**Information provided:**
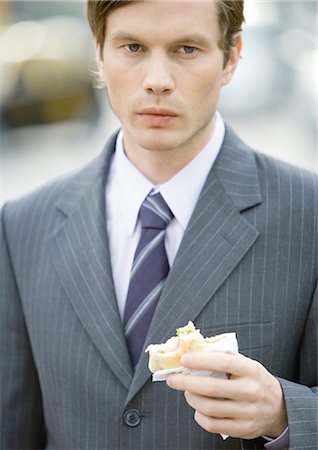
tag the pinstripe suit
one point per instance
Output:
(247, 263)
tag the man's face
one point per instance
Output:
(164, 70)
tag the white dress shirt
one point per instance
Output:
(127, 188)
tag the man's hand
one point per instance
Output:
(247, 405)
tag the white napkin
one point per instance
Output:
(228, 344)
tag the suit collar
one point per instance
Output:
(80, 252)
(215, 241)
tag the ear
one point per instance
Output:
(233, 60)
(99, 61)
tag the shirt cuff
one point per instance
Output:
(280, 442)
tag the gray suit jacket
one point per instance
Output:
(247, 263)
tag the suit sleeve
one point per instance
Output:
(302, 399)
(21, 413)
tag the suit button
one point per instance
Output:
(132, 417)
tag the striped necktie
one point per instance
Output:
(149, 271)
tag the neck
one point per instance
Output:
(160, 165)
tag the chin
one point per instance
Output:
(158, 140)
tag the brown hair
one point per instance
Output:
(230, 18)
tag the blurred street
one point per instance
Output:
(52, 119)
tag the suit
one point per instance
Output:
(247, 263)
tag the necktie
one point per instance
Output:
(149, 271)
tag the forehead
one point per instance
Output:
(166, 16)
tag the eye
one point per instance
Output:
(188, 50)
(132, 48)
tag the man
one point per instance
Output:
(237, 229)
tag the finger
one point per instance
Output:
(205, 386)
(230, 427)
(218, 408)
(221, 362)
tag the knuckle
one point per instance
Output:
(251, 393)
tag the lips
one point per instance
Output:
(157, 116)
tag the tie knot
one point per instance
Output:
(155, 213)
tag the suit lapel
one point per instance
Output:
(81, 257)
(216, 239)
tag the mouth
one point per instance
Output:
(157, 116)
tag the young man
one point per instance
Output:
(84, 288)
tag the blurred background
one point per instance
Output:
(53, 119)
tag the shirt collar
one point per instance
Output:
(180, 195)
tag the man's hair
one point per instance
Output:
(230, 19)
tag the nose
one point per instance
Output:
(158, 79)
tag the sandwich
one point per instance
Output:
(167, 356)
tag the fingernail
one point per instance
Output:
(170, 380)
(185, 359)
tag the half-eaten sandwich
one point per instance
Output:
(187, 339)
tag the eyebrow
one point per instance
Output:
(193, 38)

**Exercise brief:**
Produce an exact reprint of the entries, dropping the images.

**Your solution:**
tag the pinstripe suit
one point per instance
Output:
(247, 263)
tag the man's face
one point per instance
Output:
(164, 70)
tag the white dress shirt
one point per instance
Output:
(127, 188)
tag the man's hand
one point per instance
Output:
(247, 405)
tag the white napkin
one point per instance
Output:
(228, 344)
tag the suit collar
one point per instance
Output:
(80, 252)
(215, 241)
tag the ear
one point per instance
Output:
(233, 60)
(99, 61)
tag the shirt cuff
one point per instance
Output:
(280, 442)
tag the gray suit jacket
one point per instance
Output:
(247, 263)
tag the suit sleeve
one point per instance
Output:
(302, 399)
(21, 413)
tag the suit button
one point per instance
Output:
(132, 417)
tag the striped necktie
one point per instance
Output:
(149, 271)
tag the neck
one point per instance
Output:
(160, 165)
tag the chin
one point per instance
Output:
(158, 140)
tag the brown hair
one point per instance
Output:
(230, 18)
tag the blurred street
one point per instance
Output:
(52, 119)
tag the suit
one point per instance
Output:
(247, 263)
tag the necktie
one point per instance
Output:
(149, 271)
tag the forehead
one point per instance
Output:
(166, 16)
tag the eye
one point per instance
Output:
(188, 50)
(132, 48)
tag the man
one point per instance
Output:
(237, 229)
tag the finger
one point per instance
Output:
(205, 386)
(230, 427)
(218, 408)
(221, 362)
tag the knuckle
one point per instance
Output:
(251, 393)
tag the lips
one point per instance
Output:
(157, 116)
tag the tie knot
one point per instance
Output:
(155, 213)
tag the suit lapel
one point per instance
Output:
(81, 257)
(216, 239)
tag the mouth
one point per instance
Output:
(157, 116)
tag the young man
one point per instance
Output:
(84, 288)
tag the blurred background
one point per instance
Output:
(53, 119)
tag the shirt collar
one point per instance
Output:
(180, 195)
tag the man's hair
one point per instance
Output:
(230, 19)
tag the nose
one point per instance
Output:
(158, 79)
tag the sandwich
one point per instance
Output:
(167, 356)
tag the fingernail
one point per instance
Output:
(170, 380)
(185, 359)
tag the half-eaten sandwich
one point per instance
Output:
(187, 339)
tag the eyebrow
one point per instance
Output:
(193, 38)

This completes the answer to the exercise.